### PROBLEM SET
a) List every programming language named in the Dart and Flutter discussion, not counting XML.
b) Retype the part of the Dart and Flutter discussion that begins at the words "No, you can" and stops after "XML? Or QWidget?".
c) Extend the discussion about Dart and Flutter past its last line.
(GIVEN PASSAGE Opens)
This is trivial in Swift or any real language, but with Dart and the stupid flutter bloc model you seemingly can’t do this and end up with these huge if cast chains to send messages.

If I’m wrong and things have changed for the better please let me know, it was my biggest issue with dart/flutter

See my sibling comment. That appears to only work with basic types like strings/ints?

I need to add complex objects, sometimes multiple. Swift lets you do this easily.

No, you can add as many fields of whatever types you want to an enum in Dart.
I think you give Dart too little credit. Consider the other popular languages of today - Python, JavaScript, C++. Dart is far nicer than those. I'd say it is nicer than Go too.

I'm not sure what you mean about boilerplate. The way you create UIs in Dart is one of the main draws of Flutter. Would you rather Android's XML? Or QWidget?

The language design is not an issue with Flutter. Flutter's issues are mainly ecosystem size and performance.

Declarative UI has arrived on Android via Jetpack Compose. So there is no need to create new UI in XML anymore.

The abiliy to share the codebase between platforms is much bigger draw rather then the way that the UI is written.

> (Center here, Container there)
(GIVEN PASSAGE Closes)
(SUPPLIED INFORMATION Opens)
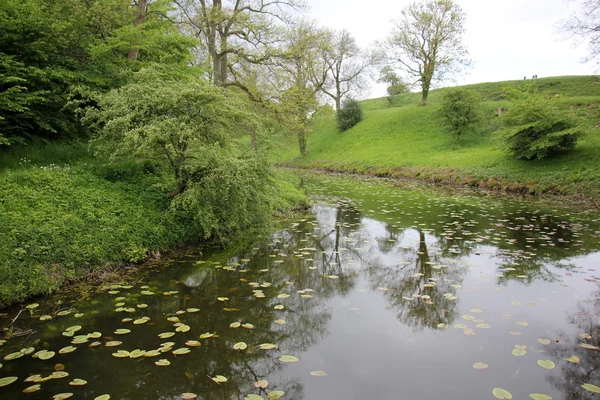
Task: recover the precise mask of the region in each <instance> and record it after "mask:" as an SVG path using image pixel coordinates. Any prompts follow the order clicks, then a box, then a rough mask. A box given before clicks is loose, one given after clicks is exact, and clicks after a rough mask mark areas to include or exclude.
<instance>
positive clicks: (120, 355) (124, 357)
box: [112, 350, 130, 358]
(SUPPLIED INFORMATION Closes)
### EXPECTED RESULTS
a) Swift, Dart, Python, JavaScript, C++, Go

b)
No, you can add as many fields of whatever types you want to an enum in Dart.
I think you give Dart too little credit. Consider the other popular languages of today - Python, JavaScript, C++. Dart is far nicer than those. I'd say it is nicer than Go too.

I'm not sure what you mean about boilerplate. The way you create UIs in Dart is one of the main draws of Flutter. Would you rather Android's XML? Or QWidget?

c)
Usually, it's a sign that you refactor something to a separate StatelessWidget or at least a function.

If you're coming from web dev, you will be used to having all this container, padding, center, column code in CSS. Now you have it in UI. But on the flip side, this has its flexibility. You can usually refactor the styling part out of the actual widget if you want.

For me the big problems with flutter are state management and platform interop. Yet it's nicer than most other options for developing UI.

They didn’t create Dart for UI. It was dead and they shoehorned it into Flutter.
To be fair it’s not a bad choice for UI: supporting both AOT and JIT speeds up the dev loop and allows compiled performance + hot reloading in dev, which is good for UI development.
Considering that Dart was made to run in browsers, they did in fact.

The APIs the OP are complaining about are Flutter's not Dart's. Flutter tried to do a vdom-like thing that also included styling on top of regular function call syntax and it is... what it is.

The style of writing the UI code takes some time to get used to, but the composability is really nice. For example, if I want to center something, I use Center and it works as I predicted. If I want to change the opacity of something, I don't need to find the opacity property of a particular widget, I can just...use Opacity, and it'll work for everything.

This style is a way to have (extreme) composition over inheritance, which apparently was very useful for the framework authors who mentioned that they didn't need to keep reimplementing opacity for example for every single widget.

Yeah it was an attempt to fix JS before JS improved a lot in recent years, and before TS took off.
> so much boilerplate feeling code (Center here, Container there)

That's Flutter, the framework. I like Dart and I wish some conventional imperative Qt/Delphi-like GUI toolkit was available for it.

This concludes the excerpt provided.